### DIRECTION 1
Copy the rows word for word, from the line containing "Mark one point on every instance of the crowd" through the last line of the rows.

### READING TEXT
+-------+

Valerie Mayen
Fashion designer | 29
Valerie Mayen looks over a cold 4,000-square-foot shell on East 30th Street, empty except for an orphaned mattress and a table with one sewing machine. But she sees a modern space with steel rods for fabric, an elevated pulley system for patterns, computers, cutting tables, a living space for rent. And as she describes the plans for Buzz & Growl, a fashion co-op she likens to a gym for designers, her enthusiasm makes you see it all, too.
The 29-year-old took on Lifetime's fashion design reality show Project Runway this past fall. She gained fans nationwide and made it to the final seven before being cut.
Now, the same animated Valerie, who wore her measuring tape as a sweatband, who makes wackadoo faces, who uses words like "wackadoo," and who dressed up as a bee to promote Buzz & Growl, gets serious when talking about sustainability, lean manufacturing and her goal to grow Cleveland's fashion community by equipping budding designers with the resources and support they need.
"When I wanted to learn how to be a fashion designer, I didn't even know how to sew a straight line on a piece of muslin," Mayen says. "I knew nothing, and I was terrified."
That was just five years ago, hard to believe when looking at the detailed coats and modern accessories in her colorful and whimsical Yellowcake brand.

+-------+

### RECORDS PROVIDED
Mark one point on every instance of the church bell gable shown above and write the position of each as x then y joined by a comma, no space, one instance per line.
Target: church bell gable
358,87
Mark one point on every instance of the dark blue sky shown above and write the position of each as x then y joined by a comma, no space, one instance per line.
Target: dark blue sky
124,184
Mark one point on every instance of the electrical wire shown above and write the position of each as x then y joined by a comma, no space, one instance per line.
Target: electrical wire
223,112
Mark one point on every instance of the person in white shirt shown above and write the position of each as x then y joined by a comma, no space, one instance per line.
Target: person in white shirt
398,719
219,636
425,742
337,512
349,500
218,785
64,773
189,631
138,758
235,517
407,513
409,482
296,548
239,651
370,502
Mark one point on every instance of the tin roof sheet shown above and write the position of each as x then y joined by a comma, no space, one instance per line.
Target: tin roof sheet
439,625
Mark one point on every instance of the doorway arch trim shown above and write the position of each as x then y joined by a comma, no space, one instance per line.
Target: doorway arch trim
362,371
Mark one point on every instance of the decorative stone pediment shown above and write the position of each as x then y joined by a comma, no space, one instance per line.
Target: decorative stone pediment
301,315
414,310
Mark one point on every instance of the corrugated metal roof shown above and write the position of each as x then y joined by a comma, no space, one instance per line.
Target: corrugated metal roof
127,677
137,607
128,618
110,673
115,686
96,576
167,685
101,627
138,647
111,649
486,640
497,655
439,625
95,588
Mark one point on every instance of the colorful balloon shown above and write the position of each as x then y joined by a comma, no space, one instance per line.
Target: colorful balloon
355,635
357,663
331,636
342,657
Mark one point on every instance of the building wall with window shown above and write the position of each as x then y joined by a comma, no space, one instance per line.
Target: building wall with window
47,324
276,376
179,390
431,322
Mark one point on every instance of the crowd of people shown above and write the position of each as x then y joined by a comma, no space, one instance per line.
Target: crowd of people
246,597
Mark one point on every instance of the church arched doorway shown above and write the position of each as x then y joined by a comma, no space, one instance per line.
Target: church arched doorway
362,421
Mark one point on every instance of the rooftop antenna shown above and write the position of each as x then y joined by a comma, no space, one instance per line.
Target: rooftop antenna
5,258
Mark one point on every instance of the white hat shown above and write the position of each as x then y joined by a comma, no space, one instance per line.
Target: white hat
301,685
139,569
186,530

+-------+

### DIRECTION 2
In the Valerie Mayen profile, rewrite the part that opens with the words "The 29-year-old took" and closes with "whimsical Yellowcake brand.", putting "cotton" in place of "muslin".

### EXPECTED OUTPUT 1
Mark one point on every instance of the crowd of people shown above and write the position of each as x then y joined by a comma, no space, one instance per line.
Target: crowd of people
246,597
Mark one point on every instance of the church arched doorway shown above and write the position of each as x then y joined by a comma, no space, one instance per line.
Target: church arched doorway
362,421
Mark one point on every instance of the rooftop antenna shown above and write the position of each as x then y joined by a comma, no space, one instance per line.
Target: rooftop antenna
5,258
Mark one point on every instance of the white hat shown above and write the position of each as x then y joined by a comma, no space, one instance per line.
Target: white hat
301,685
139,569
186,530

### EXPECTED OUTPUT 2
The 29-year-old took on Lifetime's fashion design reality show Project Runway this past fall. She gained fans nationwide and made it to the final seven before being cut.
Now, the same animated Valerie, who wore her measuring tape as a sweatband, who makes wackadoo faces, who uses words like "wackadoo," and who dressed up as a bee to promote Buzz & Growl, gets serious when talking about sustainability, lean manufacturing and her goal to grow Cleveland's fashion community by equipping budding designers with the resources and support they need.
"When I wanted to learn how to be a fashion designer, I didn't even know how to sew a straight line on a piece of cotton," Mayen says. "I knew nothing, and I was terrified."
That was just five years ago, hard to believe when looking at the detailed coats and modern accessories in her colorful and whimsical Yellowcake brand.